PROBLEM SET:
[a] Answer these questions from the trip report:
(i) At what time and on which day did the boat depart for the passage to Catalina?
(ii) How much did a mooring in Avalon cost per night?
(iii) What bait was used to catch the 36 lb sea bass?
[b] Reproduce the stretch of the trip report from "Flo's cousin from" through "with beautiful weather.".

··· TEXT SHOWN

# Catalina Island Circumnav...photo intense



## TSOJOURNER (Dec 16, 1999)

Last week Nimfy and I took off to San Diego to meet up with my bro Jasper, wife Flo, and the lil one (jasper jr).Jasper and Flo are veteran So. pacific cruisers getting ready to do it again with kids. Our plan was to cruise and circumnavigate Catalina Island on the CSY 44. we departed at 5pm on Thursday and made our 90 mile passage through the night. *
Screenshot of our GPS track
*








*The Lil one. only two years old and already logged over 3000 nautical miles.*








*Nimfy as we near the Coronado Bridge*








it was uneventful except that we had to motor the entire way due to the winds. since there were four of us the watches were no problem and we all got plenty of sleep. we pulled into Avalon at 10 am Friday morning and picked up a mooring for the weekend first come first serve at $32 per night. the harbor patrol will meet you and assign a mooring spot, collect the fee and drop a dye tab directly in your head. (discharge fine is $500 and a one year expulsion from the island.








*Flo is totaly at home in her galley and you better leave it alone. shes also expecting a baby girl in September








this is his "smile and say cheese face"








*








*36 lb sea bass caught with live squid








Nimfy and Flo washing their hair.*








*Avalon Hillside, note the "Wrigley Mansion" up top (white house upper left)* 








*Jasper Bending the law








Nimfy and the countryside
*








*Nimfy and I on the exact spot where we were married*
































Flo's cousin from San Francisco met us in Avalon and spent a couple of days of cruising. we left Avalon on Sunday morning and headed towards Two Harbors








it was a five hour trip with beautiful weather.

······
··· DATA EXTRACT

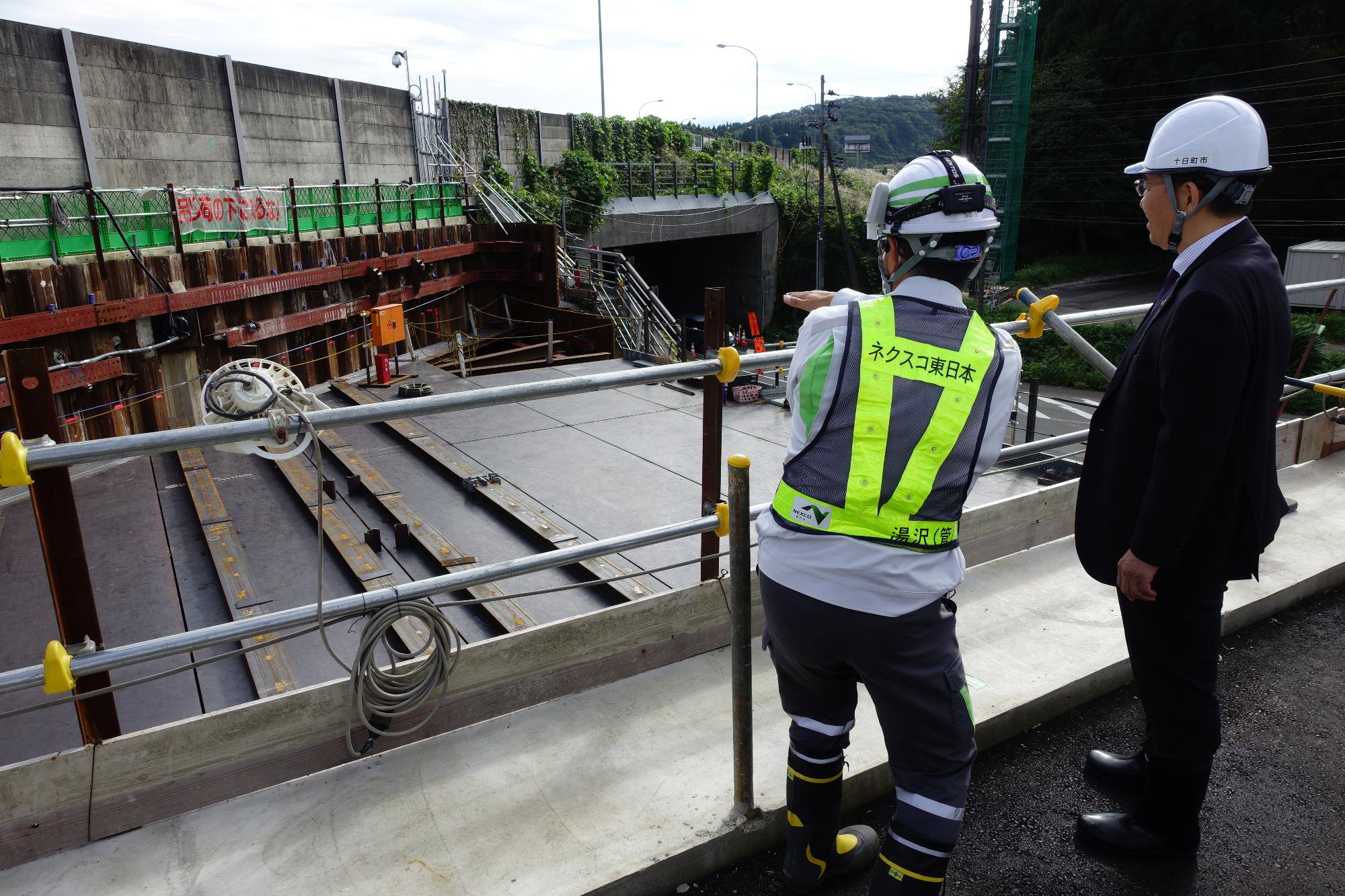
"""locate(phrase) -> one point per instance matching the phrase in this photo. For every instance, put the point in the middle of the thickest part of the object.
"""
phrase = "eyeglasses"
(1144, 186)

······

SET OF ANSWERS:
[a]
(i) 5pm on Thursday
(ii) $32 per night
(iii) Live squid

[b]
Flo's cousin from San Francisco met us in Avalon and spent a couple of days of cruising. we left Avalon on Sunday morning and headed towards Two Harbors








it was a five hour trip with beautiful weather.